:: WRITTEN PROBLEM ::
Reproduce every row below word for word, leaving out the pictures.

====== DATA PROVIDED

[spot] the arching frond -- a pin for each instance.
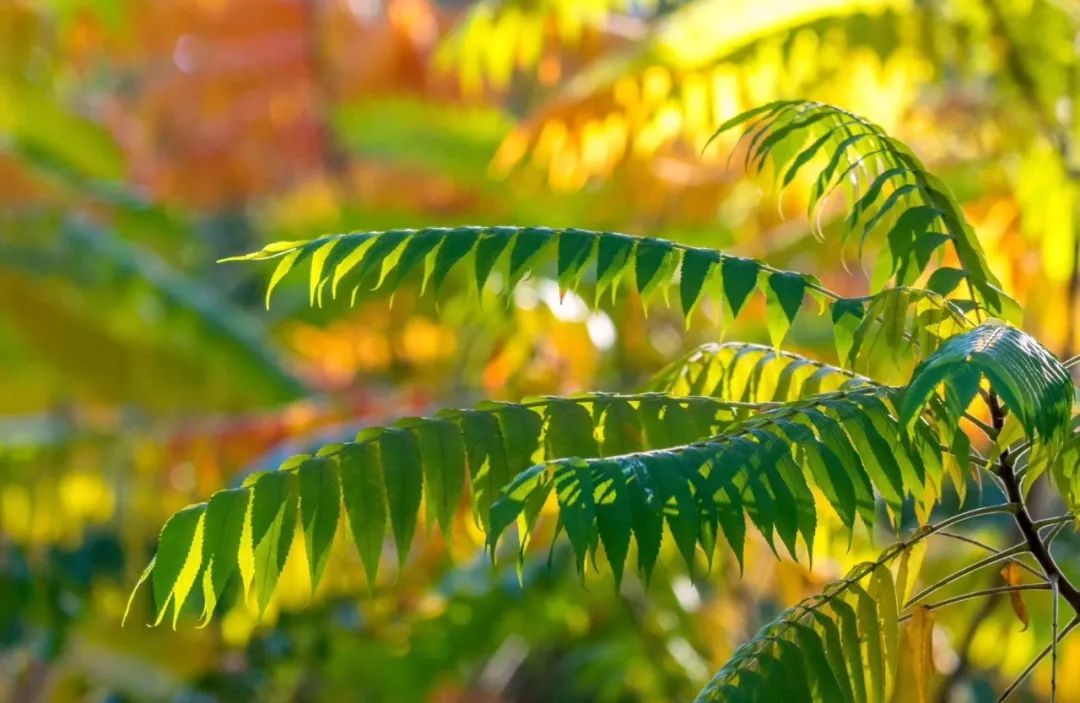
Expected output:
(677, 83)
(499, 37)
(76, 281)
(896, 324)
(841, 645)
(848, 444)
(1034, 384)
(381, 478)
(896, 203)
(752, 373)
(364, 261)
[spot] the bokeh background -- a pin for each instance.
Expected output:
(140, 140)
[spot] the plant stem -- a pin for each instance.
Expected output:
(984, 592)
(1024, 522)
(1038, 658)
(994, 558)
(993, 550)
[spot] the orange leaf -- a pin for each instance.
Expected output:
(1011, 573)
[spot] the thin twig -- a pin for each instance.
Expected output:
(994, 550)
(1053, 641)
(994, 558)
(1038, 658)
(979, 594)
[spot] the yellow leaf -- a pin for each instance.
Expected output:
(1011, 573)
(920, 648)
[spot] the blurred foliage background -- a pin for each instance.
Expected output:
(140, 142)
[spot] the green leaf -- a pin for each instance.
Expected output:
(274, 497)
(612, 254)
(574, 488)
(223, 527)
(320, 509)
(783, 299)
(527, 246)
(487, 460)
(575, 247)
(489, 246)
(456, 245)
(400, 456)
(615, 517)
(847, 315)
(650, 262)
(697, 265)
(740, 279)
(569, 430)
(175, 545)
(364, 491)
(443, 459)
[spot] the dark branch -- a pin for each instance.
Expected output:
(1024, 522)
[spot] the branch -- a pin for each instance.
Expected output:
(1038, 658)
(1024, 522)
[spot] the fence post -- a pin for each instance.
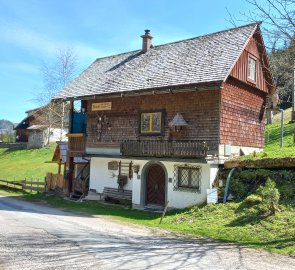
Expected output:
(24, 184)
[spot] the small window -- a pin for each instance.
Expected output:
(251, 69)
(187, 178)
(151, 122)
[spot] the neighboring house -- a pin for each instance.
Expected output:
(160, 121)
(34, 129)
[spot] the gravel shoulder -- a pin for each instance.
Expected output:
(35, 236)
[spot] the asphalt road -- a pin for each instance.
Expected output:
(39, 237)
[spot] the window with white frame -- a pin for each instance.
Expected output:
(251, 69)
(187, 178)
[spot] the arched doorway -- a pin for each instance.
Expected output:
(155, 185)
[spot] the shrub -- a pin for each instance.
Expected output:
(270, 195)
(253, 199)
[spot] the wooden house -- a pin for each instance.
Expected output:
(158, 122)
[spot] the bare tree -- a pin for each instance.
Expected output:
(56, 75)
(278, 27)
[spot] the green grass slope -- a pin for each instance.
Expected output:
(272, 140)
(27, 163)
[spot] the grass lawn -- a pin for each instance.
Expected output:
(230, 222)
(20, 164)
(272, 142)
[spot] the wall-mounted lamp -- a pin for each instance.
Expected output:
(178, 122)
(136, 168)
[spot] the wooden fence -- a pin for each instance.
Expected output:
(27, 185)
(55, 182)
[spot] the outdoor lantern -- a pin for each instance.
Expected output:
(136, 168)
(178, 122)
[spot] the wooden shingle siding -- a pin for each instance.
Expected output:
(199, 108)
(240, 70)
(242, 118)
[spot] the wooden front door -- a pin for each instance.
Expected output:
(155, 185)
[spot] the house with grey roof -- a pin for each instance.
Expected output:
(158, 122)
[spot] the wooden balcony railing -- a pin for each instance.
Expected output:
(180, 149)
(76, 145)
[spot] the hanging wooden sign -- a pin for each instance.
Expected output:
(113, 165)
(102, 106)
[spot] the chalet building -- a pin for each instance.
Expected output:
(158, 122)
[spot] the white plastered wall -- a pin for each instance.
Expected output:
(101, 177)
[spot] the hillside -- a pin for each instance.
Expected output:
(6, 124)
(287, 116)
(21, 164)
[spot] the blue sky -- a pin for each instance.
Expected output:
(31, 31)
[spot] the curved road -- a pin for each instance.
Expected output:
(39, 237)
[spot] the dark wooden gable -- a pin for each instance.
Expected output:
(255, 48)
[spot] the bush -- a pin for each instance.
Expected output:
(253, 199)
(270, 195)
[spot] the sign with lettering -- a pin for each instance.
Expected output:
(102, 106)
(212, 196)
(113, 165)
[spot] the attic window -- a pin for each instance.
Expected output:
(251, 69)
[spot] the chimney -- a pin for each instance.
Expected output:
(146, 41)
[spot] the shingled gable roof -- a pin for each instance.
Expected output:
(199, 60)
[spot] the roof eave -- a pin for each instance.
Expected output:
(151, 91)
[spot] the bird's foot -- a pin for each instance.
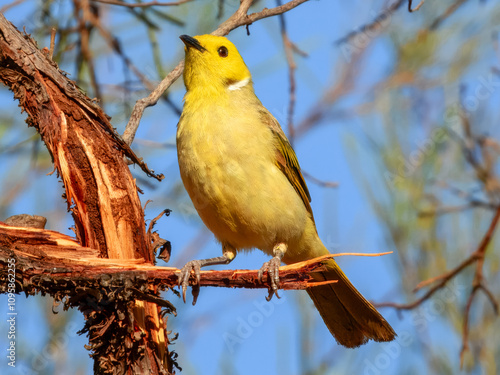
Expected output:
(185, 274)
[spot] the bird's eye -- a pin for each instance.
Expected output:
(223, 52)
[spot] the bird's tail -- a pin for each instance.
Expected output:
(351, 319)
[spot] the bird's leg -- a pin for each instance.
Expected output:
(272, 267)
(228, 254)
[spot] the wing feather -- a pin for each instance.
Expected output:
(287, 161)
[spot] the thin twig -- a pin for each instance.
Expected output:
(322, 183)
(142, 5)
(476, 256)
(448, 12)
(367, 28)
(239, 18)
(290, 48)
(416, 8)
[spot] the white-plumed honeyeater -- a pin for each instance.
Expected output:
(245, 182)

============

:: SOLUTION TO THIS TASK ::
[spot] the arching frond -- a pin for each instance.
Expected output:
(677, 83)
(499, 37)
(76, 281)
(896, 324)
(841, 645)
(848, 444)
(1034, 384)
(381, 478)
(896, 203)
(752, 373)
(364, 261)
[spot] the bokeh background -- a pin for each instance.
Expected output:
(140, 140)
[spot] the plant stem -- a pin for each instance.
Expected output:
(984, 592)
(1024, 522)
(1038, 658)
(994, 558)
(993, 550)
[spot] the orange leaf -- a pin for each instance.
Expected output:
(1011, 573)
[spot] the thin twig -- a pin for each instance.
Expected output:
(994, 550)
(1053, 641)
(994, 558)
(1038, 658)
(979, 594)
[spot] the yellow leaf -- a pin for each instance.
Expected output:
(1011, 573)
(920, 648)
[spot] the blurred foliage background -- a pin for each instance.
Expected output:
(140, 142)
[spot] the green leaf -- a pin for each instance.
Expected output:
(274, 497)
(612, 254)
(574, 488)
(223, 527)
(320, 509)
(783, 299)
(527, 246)
(487, 460)
(575, 247)
(489, 246)
(456, 245)
(400, 456)
(615, 517)
(847, 315)
(650, 262)
(697, 265)
(740, 279)
(569, 430)
(175, 545)
(364, 491)
(443, 459)
[spot] the dark branch -- a pin for each instance.
Expected output:
(1024, 522)
[spot] the branch -- a pin for each instance.
Expected output:
(1038, 658)
(1024, 522)
[spot] the fence post -- a pin for each instance.
Expected output:
(24, 184)
[spot] the small window -- a pin for each instance.
Expected output:
(251, 69)
(187, 178)
(151, 122)
[spot] the neighboring house -- a pin for each instance.
Expected output:
(160, 121)
(34, 129)
[spot] the gravel shoulder -- a pin for each instance.
Expected output:
(35, 236)
[spot] the asphalt road -- a pin for each instance.
Expected output:
(39, 237)
[spot] the window with white frame -- a pin for each instance.
Expected output:
(251, 69)
(187, 178)
[spot] the arched doorway -- a pin for each instance.
Expected output:
(155, 185)
[spot] the shrub -- a pin for each instance.
Expected output:
(270, 195)
(253, 199)
[spot] the wooden house -- a pin for each instance.
Expected output:
(158, 122)
[spot] the bare tree -- a pin for each instance.
Expected output:
(56, 75)
(278, 27)
[spot] the green grass slope -- a pin for each instance.
Expected output:
(272, 140)
(27, 163)
[spot] the grass lawn -- a pin for each instance.
Expected output:
(230, 222)
(20, 164)
(272, 142)
[spot] the wall-mounted lamp -- a pin for each instance.
Expected output:
(178, 122)
(136, 168)
[spot] the wooden fence -- a pin for each instance.
Expected output:
(27, 185)
(55, 182)
[spot] the outdoor lantern -- a pin for each instance.
Expected output:
(136, 168)
(178, 122)
[spot] the wooden shingle siding -- a pin for each instance.
Expected output:
(199, 108)
(240, 70)
(242, 118)
[spot] the wooden front door -- a pin for each instance.
Expected output:
(155, 185)
[spot] the house with grey roof -- a pin for each instance.
Expected output:
(158, 122)
[spot] the wooden balcony railing -- a pin for each instance.
Expected output:
(180, 149)
(76, 145)
[spot] the hanging wooden sign -- a pin for each instance.
Expected output:
(113, 165)
(102, 106)
[spot] the chalet building -- a pin for each instance.
Expected output:
(158, 122)
[spot] the white plastered wall -- a pin for each instance.
Expected output:
(101, 177)
[spot] the hillside -- a pin for each instance.
Expected output:
(6, 124)
(287, 116)
(21, 164)
[spot] the blue sky -- a pin for each instance.
Expected output:
(31, 31)
[spot] the curved road -- a pin for each instance.
Expected output:
(39, 237)
[spot] the dark wooden gable -- a pin for each instance.
Expected output:
(255, 48)
[spot] the bush -- a pin for each instance.
Expected output:
(253, 199)
(270, 195)
[spot] the sign with lettering -- a pin for each instance.
Expected output:
(102, 106)
(212, 196)
(113, 165)
[spot] the attic window -- a pin for each instance.
Expected output:
(251, 69)
[spot] the chimney -- a pin for each instance.
Expected output:
(146, 41)
[spot] the shingled gable roof -- a pin for each instance.
Expected output:
(199, 60)
[spot] the roof eave -- a pin for each instance.
Expected output:
(151, 91)
[spot] the bird's foot -- a pin for each instance.
Expected output:
(185, 274)
[spot] the bird's eye -- a pin for each instance.
Expected output:
(223, 52)
[spot] the bird's tail -- a pin for each instance.
Expected output:
(351, 319)
[spot] the bird's leg -- a pin for each instance.
Expected output:
(272, 267)
(228, 254)
[spot] the wing feather -- a pin for each instance.
Expected output:
(287, 161)
[spot] the thin twig -- a pin for each instance.
Expected output:
(322, 183)
(142, 5)
(476, 256)
(448, 12)
(367, 28)
(239, 18)
(290, 48)
(416, 8)
[spot] the white-plumed honeyeater -- a pin for each instance.
Expected output:
(245, 182)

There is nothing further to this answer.